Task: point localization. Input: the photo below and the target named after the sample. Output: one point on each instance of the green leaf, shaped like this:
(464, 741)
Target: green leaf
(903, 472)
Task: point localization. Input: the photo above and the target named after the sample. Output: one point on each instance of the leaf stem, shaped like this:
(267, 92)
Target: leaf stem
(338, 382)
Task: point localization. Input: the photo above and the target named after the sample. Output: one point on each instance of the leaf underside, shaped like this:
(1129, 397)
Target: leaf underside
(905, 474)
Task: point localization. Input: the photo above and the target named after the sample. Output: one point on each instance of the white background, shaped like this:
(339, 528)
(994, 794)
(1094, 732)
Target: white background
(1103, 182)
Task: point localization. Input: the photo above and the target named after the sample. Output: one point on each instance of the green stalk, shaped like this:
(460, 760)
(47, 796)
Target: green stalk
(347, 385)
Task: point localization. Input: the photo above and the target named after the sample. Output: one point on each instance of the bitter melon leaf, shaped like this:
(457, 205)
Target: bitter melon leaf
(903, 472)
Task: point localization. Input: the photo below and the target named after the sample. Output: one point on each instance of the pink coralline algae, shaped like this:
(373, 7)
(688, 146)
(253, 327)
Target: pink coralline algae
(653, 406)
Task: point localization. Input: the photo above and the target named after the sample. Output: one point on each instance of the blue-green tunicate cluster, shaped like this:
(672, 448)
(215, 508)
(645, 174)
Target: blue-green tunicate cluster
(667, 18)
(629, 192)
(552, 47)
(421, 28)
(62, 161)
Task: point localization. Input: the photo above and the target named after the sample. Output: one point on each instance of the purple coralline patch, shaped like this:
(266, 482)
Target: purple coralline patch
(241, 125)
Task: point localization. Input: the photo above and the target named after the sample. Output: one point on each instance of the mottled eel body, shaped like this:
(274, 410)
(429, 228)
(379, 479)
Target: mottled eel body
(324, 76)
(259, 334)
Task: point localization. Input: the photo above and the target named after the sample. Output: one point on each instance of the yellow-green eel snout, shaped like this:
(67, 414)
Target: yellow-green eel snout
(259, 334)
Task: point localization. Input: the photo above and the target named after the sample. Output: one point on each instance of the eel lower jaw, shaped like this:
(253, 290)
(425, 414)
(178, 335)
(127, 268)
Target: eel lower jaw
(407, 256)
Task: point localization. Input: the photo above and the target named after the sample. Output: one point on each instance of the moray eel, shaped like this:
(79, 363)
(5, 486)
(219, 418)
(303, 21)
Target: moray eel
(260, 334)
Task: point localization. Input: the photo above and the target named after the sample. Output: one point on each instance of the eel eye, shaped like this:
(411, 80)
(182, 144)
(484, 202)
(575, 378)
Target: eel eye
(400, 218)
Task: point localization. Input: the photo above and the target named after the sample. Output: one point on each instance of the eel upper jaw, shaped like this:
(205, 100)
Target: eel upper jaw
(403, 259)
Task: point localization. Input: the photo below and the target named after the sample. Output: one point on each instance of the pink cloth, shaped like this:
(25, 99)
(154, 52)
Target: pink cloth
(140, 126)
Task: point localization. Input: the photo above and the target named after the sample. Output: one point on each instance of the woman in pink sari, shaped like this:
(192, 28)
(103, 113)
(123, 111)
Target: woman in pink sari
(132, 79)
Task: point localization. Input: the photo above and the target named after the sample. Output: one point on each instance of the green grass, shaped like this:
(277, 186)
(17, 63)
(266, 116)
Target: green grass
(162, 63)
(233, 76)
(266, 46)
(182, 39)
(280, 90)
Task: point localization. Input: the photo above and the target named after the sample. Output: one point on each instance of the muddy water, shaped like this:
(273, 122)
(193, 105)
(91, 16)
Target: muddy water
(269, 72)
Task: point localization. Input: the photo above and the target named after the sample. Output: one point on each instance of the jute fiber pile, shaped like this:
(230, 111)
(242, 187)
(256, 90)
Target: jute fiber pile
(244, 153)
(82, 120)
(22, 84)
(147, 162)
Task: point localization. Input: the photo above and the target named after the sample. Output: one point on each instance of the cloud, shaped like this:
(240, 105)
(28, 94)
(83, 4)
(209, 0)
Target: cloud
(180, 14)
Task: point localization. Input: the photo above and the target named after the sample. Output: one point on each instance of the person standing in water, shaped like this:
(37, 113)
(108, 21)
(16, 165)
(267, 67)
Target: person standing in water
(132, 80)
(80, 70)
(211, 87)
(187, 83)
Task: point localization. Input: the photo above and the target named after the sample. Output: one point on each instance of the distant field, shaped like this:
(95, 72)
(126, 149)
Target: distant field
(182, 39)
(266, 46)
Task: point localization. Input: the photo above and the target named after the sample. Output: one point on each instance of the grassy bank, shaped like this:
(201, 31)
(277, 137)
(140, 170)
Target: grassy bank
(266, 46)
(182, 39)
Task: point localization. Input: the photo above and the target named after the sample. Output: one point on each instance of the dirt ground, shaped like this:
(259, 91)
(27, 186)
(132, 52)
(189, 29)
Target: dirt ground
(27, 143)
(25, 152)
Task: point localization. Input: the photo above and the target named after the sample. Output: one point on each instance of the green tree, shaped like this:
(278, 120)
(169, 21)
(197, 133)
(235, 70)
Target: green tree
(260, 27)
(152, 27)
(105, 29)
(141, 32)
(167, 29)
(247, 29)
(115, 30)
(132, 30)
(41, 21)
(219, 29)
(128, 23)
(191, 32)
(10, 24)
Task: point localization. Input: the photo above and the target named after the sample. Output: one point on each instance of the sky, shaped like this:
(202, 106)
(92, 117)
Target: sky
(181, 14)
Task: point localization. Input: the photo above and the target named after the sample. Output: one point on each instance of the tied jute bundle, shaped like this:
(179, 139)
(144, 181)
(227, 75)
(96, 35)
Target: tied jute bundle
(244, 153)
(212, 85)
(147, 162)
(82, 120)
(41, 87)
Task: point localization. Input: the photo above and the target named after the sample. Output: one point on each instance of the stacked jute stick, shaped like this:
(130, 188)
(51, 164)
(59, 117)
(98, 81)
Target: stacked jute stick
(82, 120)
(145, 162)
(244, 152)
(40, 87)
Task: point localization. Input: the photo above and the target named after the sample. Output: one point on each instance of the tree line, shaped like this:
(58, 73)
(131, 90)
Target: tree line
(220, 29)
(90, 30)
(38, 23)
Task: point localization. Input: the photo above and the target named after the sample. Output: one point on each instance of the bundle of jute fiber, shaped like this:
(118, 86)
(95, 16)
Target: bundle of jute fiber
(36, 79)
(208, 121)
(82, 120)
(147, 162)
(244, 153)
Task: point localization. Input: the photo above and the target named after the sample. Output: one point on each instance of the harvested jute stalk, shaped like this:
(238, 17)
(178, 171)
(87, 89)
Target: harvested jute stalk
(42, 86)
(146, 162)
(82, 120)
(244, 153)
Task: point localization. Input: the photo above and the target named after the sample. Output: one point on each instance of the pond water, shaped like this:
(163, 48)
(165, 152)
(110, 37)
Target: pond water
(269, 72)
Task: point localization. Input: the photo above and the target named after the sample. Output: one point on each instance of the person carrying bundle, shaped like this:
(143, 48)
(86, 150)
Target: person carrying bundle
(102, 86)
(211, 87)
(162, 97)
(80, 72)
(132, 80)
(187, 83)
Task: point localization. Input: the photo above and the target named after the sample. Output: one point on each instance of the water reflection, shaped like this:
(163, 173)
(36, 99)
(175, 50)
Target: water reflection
----
**WORK INSTRUCTIONS**
Go through the records above and retype each one exactly.

**FINAL RESULT**
Task: point localization. Input: the photo below and the target named after the sample. Output: one point on each instance of the green leaf, shaped like this:
(464, 741)
Target: green leaf
(903, 472)
Task: point localization. Input: the photo above and the target named after the sample. Output: one point on each instance of the leaf stem, shaped like this:
(267, 92)
Target: leaf stem
(338, 382)
Task: point localization. Input: the photo above and the target named after the sample. Output: one point on each instance of the leaf underside, shaped like this:
(1129, 397)
Target: leaf underside
(905, 474)
Task: point localization. Input: the photo above and the target named after the sample. Output: one point on each instance of the white background, shaped like this:
(339, 528)
(994, 794)
(1094, 732)
Target: white background
(1103, 182)
Task: point localization. Input: the photo above and the target named after the sample. Output: one point on each instance of the green stalk, shaped like this:
(460, 760)
(47, 796)
Target: green stalk
(347, 385)
Task: point localization. Input: the photo above and the target named after the sample. Output: one point on each instance of the bitter melon leaf, shaped like this:
(457, 205)
Target: bitter melon leaf
(903, 472)
Task: point localization. Input: the photo below and the target named after the sample. Output: one point on each instance of the pink coralline algae, shaped like this:
(373, 7)
(688, 146)
(253, 327)
Target: pink coralline algae
(653, 406)
Task: point localization. Input: the photo above and the target named after the sample. Output: one point on each instance of the blue-green tunicate cluster, shaped like this:
(672, 448)
(215, 508)
(645, 174)
Target: blue-green tunicate cluster
(667, 18)
(629, 192)
(552, 47)
(421, 28)
(62, 161)
Task: point localization. Input: the photo above and the target named after the sample. Output: one point on each instance of the purple coralline patch, shaped like this:
(266, 482)
Target: purple coralline patch
(241, 125)
Task: point localization. Input: the photo above and the target named after the sample. Output: one point on each instance of the mottled eel body, shaped like this:
(274, 410)
(429, 228)
(379, 479)
Target: mottled eel body
(324, 76)
(259, 334)
Task: point localization. Input: the photo above and the target named after the sample. Output: one point on each instance of the yellow-green eel snout, shaped like this:
(67, 414)
Target: yellow-green eel snout
(259, 334)
Task: point localization. Input: the photo above and the target named after the sample. Output: one point on each instance of the eel lower jaw, shaped like this:
(253, 290)
(425, 414)
(178, 335)
(127, 268)
Target: eel lower jaw
(407, 256)
Task: point localization. Input: the photo above and the target named after the sample. Output: one point on each instance of the moray eel, shaped like this:
(79, 363)
(5, 486)
(219, 418)
(303, 21)
Target: moray eel
(260, 334)
Task: point localization. Input: the photo above and the target named after the sample. Output: one point on each instance of the eel eye, shaped like this:
(411, 80)
(182, 144)
(484, 202)
(575, 378)
Target: eel eye
(400, 218)
Task: point localization. Input: the photo above and the target named after the sample. Output: one point on each instance of the eel upper jaw, shaped like this:
(205, 100)
Target: eel upper jaw
(403, 259)
Task: point localization. Input: the photo below and the target named after the sample. Output: one point on each instance of the pink cloth, shaped like this:
(25, 99)
(154, 52)
Target: pink cloth
(140, 126)
Task: point localization. Input: the photo above and the target named after the sample. Output: one point on each instance of the woman in pink sari, shaped like this:
(192, 28)
(103, 113)
(123, 111)
Target: woman in pink sari
(132, 79)
Task: point localization. Input: the photo above and the target named after the sample. Output: one point on each instance of the green grass, shaped like this:
(277, 186)
(17, 63)
(266, 116)
Target: green grass
(162, 63)
(233, 76)
(266, 46)
(182, 39)
(280, 90)
Task: point localization. Input: the photo above and the target named after the sample. Output: one point on each instance of the muddy water, shaped like this:
(273, 122)
(193, 105)
(91, 16)
Target: muddy water
(269, 72)
Task: point localization. Input: the photo above and the target named after the sample. Output: one point on each instance of the jute fiber pile, shaped like this:
(230, 111)
(242, 187)
(256, 90)
Target: jute fiber pile
(244, 153)
(82, 120)
(22, 84)
(147, 162)
Task: point localization. Input: the photo above and the target named after the sample. Output: one point on each instance of the cloud, shaped like this:
(240, 105)
(28, 94)
(83, 4)
(209, 0)
Target: cloud
(180, 14)
Task: point localization. Input: the photo above and the target named after the sample. Output: one point on each instance of the person standing in water, shaped like this:
(37, 113)
(108, 21)
(16, 165)
(267, 67)
Target: person standing in water
(132, 80)
(80, 70)
(211, 87)
(187, 83)
Task: point localization. Input: the photo above and the target named after the sample. Output: one point on each instance of the distant field, shaped like this:
(95, 72)
(126, 149)
Target: distant field
(182, 39)
(266, 46)
Task: point localization. Input: the photo above and the target named after the sample. Output: one point on each instance of the grassy bank, shaped like this:
(201, 31)
(277, 137)
(140, 170)
Target: grassy bank
(266, 46)
(182, 39)
Task: point localization. Input: the photo above and the target named after the sample. Output: one point on each instance of the dirt ground, shaped like this:
(259, 91)
(27, 186)
(132, 52)
(189, 29)
Target: dirt ground
(27, 143)
(25, 152)
Task: point localization. Input: the photo above and the target named after the sample. Output: one point on each instance of the green tree, shaped like this:
(278, 120)
(169, 21)
(197, 133)
(235, 70)
Target: green tree
(260, 27)
(152, 27)
(105, 29)
(141, 32)
(167, 29)
(247, 29)
(115, 30)
(132, 30)
(41, 21)
(219, 29)
(128, 23)
(191, 32)
(10, 24)
Task: point localization. Input: the photo above and the target named after the sample. Output: one point on each instance of the sky, shaped like this:
(202, 106)
(92, 117)
Target: sky
(181, 14)
Task: point localization. Input: the photo above and the target named after the sample. Output: one point on each instance of the tied jute bundle, shaped like this:
(179, 139)
(144, 181)
(227, 75)
(96, 35)
Target: tied jute bundle
(244, 153)
(212, 85)
(147, 162)
(82, 120)
(41, 87)
Task: point localization. Input: the photo above and the target named after the sample. Output: one point on each instance of the stacked jute stick, shaped like this:
(130, 188)
(51, 164)
(59, 117)
(98, 81)
Target: stacked jute stick
(82, 120)
(145, 162)
(244, 152)
(40, 87)
Task: point localization. Input: the photo above and the target named after the sample. Output: one point on each instance of the tree line, shaped like this:
(58, 73)
(131, 90)
Target: tree line
(220, 29)
(90, 30)
(38, 23)
Task: point localization. Input: the photo above and the target named after the sample. Output: one point on each instance of the bundle of jute fiber, shaped like this:
(118, 86)
(95, 16)
Target: bundle of jute fiber
(36, 79)
(208, 121)
(82, 120)
(147, 162)
(244, 153)
Task: point localization. Input: the photo above and the target named after the sample. Output: one point on each instance of the harvested jute stalk, shaped like this:
(238, 17)
(178, 171)
(87, 89)
Target: harvested jute stalk
(42, 86)
(146, 162)
(82, 120)
(244, 153)
Task: point localization. Input: the photo above and the target named after the sample. Output: one point on each instance of the pond water, shaped like this:
(163, 48)
(165, 152)
(110, 37)
Target: pond water
(269, 72)
Task: point localization. Input: the photo above and the target named after the sample. Output: one point on each instance of the person carrying bundle, shaped like this:
(143, 48)
(86, 150)
Target: person carrying bundle
(102, 86)
(211, 87)
(162, 97)
(80, 72)
(132, 80)
(187, 83)
Task: point localization. Input: the photo above and the target named after the sample. Output: one point on each instance of the water reflection, shaped like this:
(163, 173)
(36, 99)
(175, 50)
Target: water reflection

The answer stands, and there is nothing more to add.